* Start *

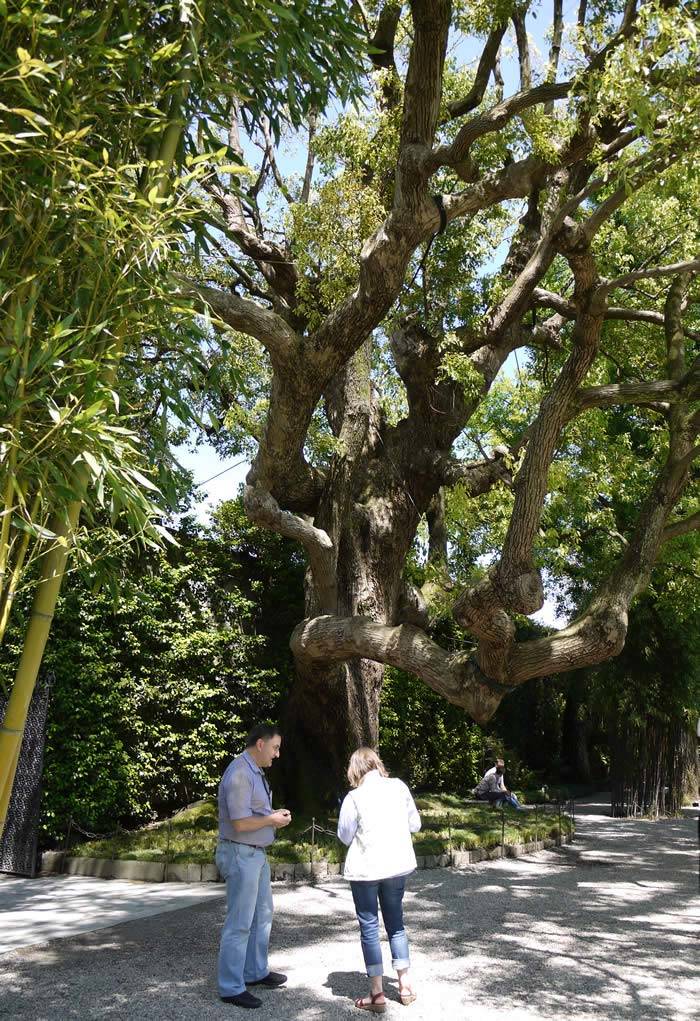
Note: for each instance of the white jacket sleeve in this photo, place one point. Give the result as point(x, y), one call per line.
point(347, 820)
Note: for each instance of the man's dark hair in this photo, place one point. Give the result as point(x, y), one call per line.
point(261, 732)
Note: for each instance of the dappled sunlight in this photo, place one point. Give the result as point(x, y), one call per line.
point(34, 911)
point(602, 929)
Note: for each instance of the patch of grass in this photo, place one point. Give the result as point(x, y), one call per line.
point(191, 835)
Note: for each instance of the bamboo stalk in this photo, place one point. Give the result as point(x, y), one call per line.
point(173, 132)
point(14, 440)
point(6, 602)
point(45, 599)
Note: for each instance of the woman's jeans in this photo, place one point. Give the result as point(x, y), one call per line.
point(245, 936)
point(389, 893)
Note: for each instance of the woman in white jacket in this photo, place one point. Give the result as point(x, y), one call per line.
point(377, 820)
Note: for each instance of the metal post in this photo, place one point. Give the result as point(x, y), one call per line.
point(66, 846)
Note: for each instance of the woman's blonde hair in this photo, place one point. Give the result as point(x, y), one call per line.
point(362, 762)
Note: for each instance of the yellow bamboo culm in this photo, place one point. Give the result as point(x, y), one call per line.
point(45, 599)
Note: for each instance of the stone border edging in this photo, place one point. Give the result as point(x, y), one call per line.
point(158, 872)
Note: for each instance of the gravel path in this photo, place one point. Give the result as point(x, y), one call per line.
point(604, 929)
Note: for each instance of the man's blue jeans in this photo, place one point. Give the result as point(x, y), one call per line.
point(245, 936)
point(389, 893)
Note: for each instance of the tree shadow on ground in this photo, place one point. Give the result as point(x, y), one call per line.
point(536, 937)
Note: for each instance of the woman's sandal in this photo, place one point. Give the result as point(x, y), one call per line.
point(371, 1004)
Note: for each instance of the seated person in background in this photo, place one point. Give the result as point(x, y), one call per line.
point(492, 787)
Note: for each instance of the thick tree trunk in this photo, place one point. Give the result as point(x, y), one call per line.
point(334, 708)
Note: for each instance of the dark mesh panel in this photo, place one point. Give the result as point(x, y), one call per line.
point(18, 841)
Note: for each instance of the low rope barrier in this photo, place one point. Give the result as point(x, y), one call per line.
point(541, 809)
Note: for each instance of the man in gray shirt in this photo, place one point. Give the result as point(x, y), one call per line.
point(247, 825)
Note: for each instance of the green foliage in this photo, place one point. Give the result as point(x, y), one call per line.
point(429, 742)
point(154, 691)
point(191, 835)
point(109, 119)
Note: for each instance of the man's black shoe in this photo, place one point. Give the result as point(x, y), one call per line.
point(244, 999)
point(272, 980)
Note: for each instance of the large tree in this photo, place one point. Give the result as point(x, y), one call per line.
point(366, 352)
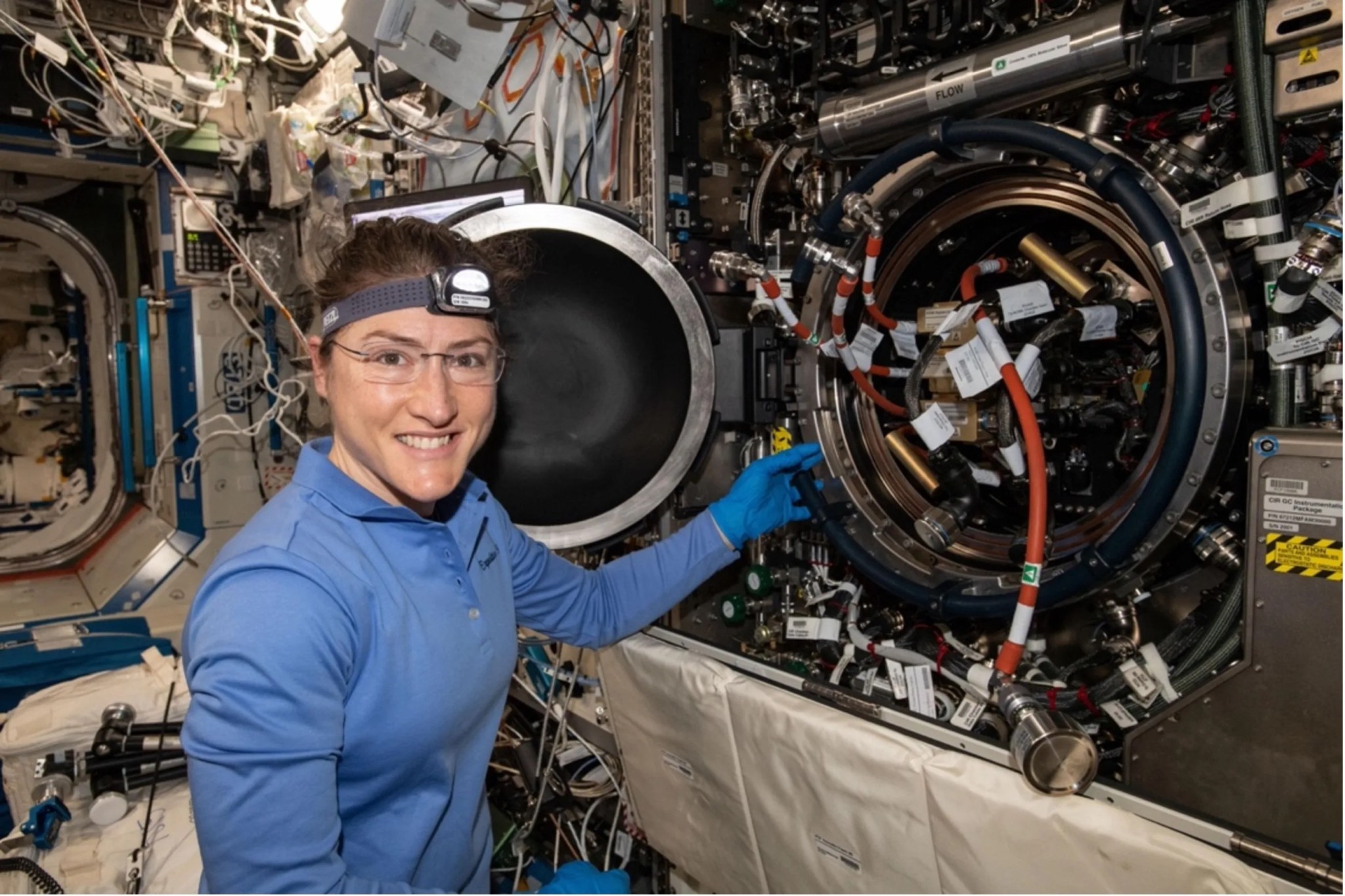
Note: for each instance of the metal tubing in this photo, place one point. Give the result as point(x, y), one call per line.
point(1310, 868)
point(128, 463)
point(914, 464)
point(147, 387)
point(1049, 62)
point(1060, 269)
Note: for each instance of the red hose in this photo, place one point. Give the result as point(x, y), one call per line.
point(1011, 654)
point(844, 289)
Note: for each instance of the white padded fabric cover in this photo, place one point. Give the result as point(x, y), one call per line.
point(802, 797)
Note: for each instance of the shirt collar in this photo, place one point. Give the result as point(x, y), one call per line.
point(317, 472)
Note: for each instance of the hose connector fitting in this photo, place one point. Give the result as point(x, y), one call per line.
point(736, 267)
point(860, 215)
point(821, 253)
point(1053, 754)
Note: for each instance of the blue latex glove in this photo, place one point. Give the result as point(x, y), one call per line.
point(581, 878)
point(763, 499)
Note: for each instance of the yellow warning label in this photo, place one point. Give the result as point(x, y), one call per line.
point(1300, 555)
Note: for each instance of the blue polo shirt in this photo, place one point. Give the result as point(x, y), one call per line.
point(349, 662)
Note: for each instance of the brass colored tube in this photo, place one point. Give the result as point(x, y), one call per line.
point(1061, 270)
point(911, 459)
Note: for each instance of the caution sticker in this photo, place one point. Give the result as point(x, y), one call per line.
point(1300, 555)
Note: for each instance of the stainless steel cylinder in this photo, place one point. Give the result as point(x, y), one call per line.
point(1049, 62)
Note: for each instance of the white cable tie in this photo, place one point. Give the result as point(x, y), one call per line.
point(1243, 227)
point(1013, 458)
point(994, 341)
point(1021, 626)
point(785, 310)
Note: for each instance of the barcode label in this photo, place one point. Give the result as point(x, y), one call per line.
point(969, 712)
point(920, 692)
point(838, 853)
point(623, 844)
point(1286, 486)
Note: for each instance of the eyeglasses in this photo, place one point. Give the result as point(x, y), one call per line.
point(478, 366)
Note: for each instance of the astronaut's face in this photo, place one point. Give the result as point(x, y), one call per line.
point(408, 442)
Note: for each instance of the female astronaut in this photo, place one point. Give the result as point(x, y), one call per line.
point(350, 649)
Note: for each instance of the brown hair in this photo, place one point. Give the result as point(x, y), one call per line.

* End *

[WHAT THIS TASK INVOLVES] Lay out every line of the entries above as a Markdown table with two columns, Row and Line, numbering each row and dropping any blank lines. Keep the pictures out of the table.

[SOLUTION BELOW]
| Row | Line |
|---|---|
| 1 | Note: for each instance of the white jacket sleeve in this photo, place one point. Give the result as point(x, y), one call per line. |
| 2 | point(347, 820) |
| 3 | Note: for each instance of the man's dark hair in this photo, place one point. Give the result as point(x, y), one call per line. |
| 4 | point(261, 732) |
| 5 | Note: for each instance of the dappled sunlight in this photo, place one point. Give the result as point(x, y), one call per line. |
| 6 | point(34, 911) |
| 7 | point(602, 929) |
| 8 | Note: for each instance of the patch of grass in this photo, place one point. Give the result as point(x, y), one call per line. |
| 9 | point(191, 835) |
| 10 | Note: for each instance of the bamboo stalk in this photo, place one point. Give the result as point(x, y), one call per line. |
| 11 | point(173, 132) |
| 12 | point(14, 440) |
| 13 | point(6, 602) |
| 14 | point(45, 599) |
| 15 | Note: for each instance of the woman's jeans in this photo, place one point. Give the result as point(x, y), one call per line. |
| 16 | point(245, 936) |
| 17 | point(389, 893) |
| 18 | Note: for each instance of the woman in white jacket in this photo, place one point. Give the result as point(x, y), one call per line. |
| 19 | point(377, 820) |
| 20 | Note: for each instance of the metal post in this photo, place one point. Give the result as point(x, y), one call per line. |
| 21 | point(66, 846) |
| 22 | Note: for each instance of the woman's blonde hair in this photo, place one point. Give the result as point(x, y), one call per line. |
| 23 | point(362, 762) |
| 24 | Note: for each instance of the yellow bamboo culm in this photo, place one point. Give the result as point(x, y), one call per line. |
| 25 | point(45, 599) |
| 26 | Note: for each instance of the stone border edging in this photo, place one point. Give the result as point(x, y), one call per line. |
| 27 | point(158, 872) |
| 28 | Note: for each instance of the gravel path in this photo, place one point. Give the result as point(x, y), one call per line. |
| 29 | point(604, 929) |
| 30 | Note: for each instance of the man's blue jeans in this photo, place one point. Give the result as point(x, y), one call per line. |
| 31 | point(245, 936) |
| 32 | point(389, 893) |
| 33 | Note: for each instance of the tree shadow on ground in this photo, place one point. Give the result as point(x, y), one call per line. |
| 34 | point(536, 937) |
| 35 | Note: for each instance of the woman's sandal in this photo, place one point. Give the result as point(x, y), one call per line. |
| 36 | point(371, 1004) |
| 37 | Note: for each instance of the seated person in background in this photo, place one point. Give the result as point(x, y), one call per line. |
| 38 | point(492, 787) |
| 39 | Note: for each instance of the thick tree trunk in this photo, place one point. Give the result as point(x, y), one call per line. |
| 40 | point(334, 708) |
| 41 | Note: for each instance of the dark mesh panel in this photo, place one point. Give the result as point(x, y), one call per line. |
| 42 | point(18, 841) |
| 43 | Note: for each instance of the low rope barrier in this photo, place one point. Give the result as point(x, y), one call per line. |
| 44 | point(541, 809) |
| 45 | Note: for each instance of the man in gray shirt in this photo, place one point. Give the result as point(x, y), one call per line. |
| 46 | point(247, 825) |
| 47 | Note: for each instance of the green foliage in this photo, place one point. Give the result as point(x, y), one call per line. |
| 48 | point(429, 742) |
| 49 | point(154, 691) |
| 50 | point(191, 835) |
| 51 | point(109, 119) |
| 52 | Note: for each instance of the man's black shoe in this photo, place one point. Give the result as point(x, y), one call per line. |
| 53 | point(244, 999) |
| 54 | point(272, 980) |
| 55 | Note: for each instance of the large tree in this photo, place one point. Give the result as point(x, y), one call per line. |
| 56 | point(366, 352) |
| 57 | Note: for each instance of the metal tubing in this photo, place one point. Give the result as point(x, y), one call per line. |
| 58 | point(1310, 868) |
| 59 | point(128, 463) |
| 60 | point(914, 464) |
| 61 | point(147, 387) |
| 62 | point(1049, 62) |
| 63 | point(1060, 269) |
| 64 | Note: for each instance of the red hose in this photo, place one point. Give the result as point(x, y), one call per line. |
| 65 | point(1011, 654) |
| 66 | point(844, 289) |
| 67 | Note: for each instance of the white padded fabric cover in this photo, place one point. Give the result as point(x, y), one call per line. |
| 68 | point(802, 797) |
| 69 | Note: for each instance of the shirt collar in this photo, place one point. Give the result as point(x, y), one call per line. |
| 70 | point(317, 472) |
| 71 | Note: for each instance of the hose connector fitting in this photo, place one point. Give the result as point(x, y), one call per line. |
| 72 | point(736, 267) |
| 73 | point(860, 215) |
| 74 | point(821, 253) |
| 75 | point(1053, 754) |
| 76 | Note: for each instance of the blue latex glove in this photo, place one point. Give the result as point(x, y), one call per line. |
| 77 | point(581, 878) |
| 78 | point(763, 499) |
| 79 | Note: for each instance of the yellow warning label in this photo, place one point. Give the result as point(x, y), one call per line. |
| 80 | point(1300, 555) |
| 81 | Note: for each instance of the blue polo shirt in this photo, place one point. Give the result as point(x, y), one call per line. |
| 82 | point(349, 662) |
| 83 | Note: for each instance of the brass colored tube in this photo, place one point. Give the result as point(x, y), one call per line. |
| 84 | point(1061, 270) |
| 85 | point(911, 459) |
| 86 | Note: for each instance of the caution sticker in this photo, place one point. Give the result as point(x, y), one call per line. |
| 87 | point(1300, 555) |
| 88 | Note: for each instance of the stainless steel cylinder in this photo, place one point. Give the result as point(x, y), one call per line. |
| 89 | point(1049, 62) |
| 90 | Note: for each instance of the white cable tie in this photo, place one point. Give the result as point(x, y), one call per line. |
| 91 | point(1243, 227) |
| 92 | point(1013, 458) |
| 93 | point(994, 341) |
| 94 | point(1021, 626) |
| 95 | point(785, 310) |
| 96 | Note: for each instance of the barcode label in this photo, place one point. Give the result as point(x, y), one call per line. |
| 97 | point(969, 712) |
| 98 | point(920, 692) |
| 99 | point(838, 853) |
| 100 | point(623, 844) |
| 101 | point(1286, 486) |
| 102 | Note: for each instance of the eyeglasses in this photo, place one point. Give the result as point(x, y), one call per line. |
| 103 | point(478, 366) |
| 104 | Note: for each instance of the astronaut's face in this photo, place one point. Give the result as point(x, y), one call per line. |
| 105 | point(408, 442) |
| 106 | Note: for each instance of the female astronaut in this photo, place one point. Give the result as point(x, y), one call per line. |
| 107 | point(350, 649) |
| 108 | Note: for each instance of the brown hair in this photo, place one point. Give the result as point(x, y), one call per line. |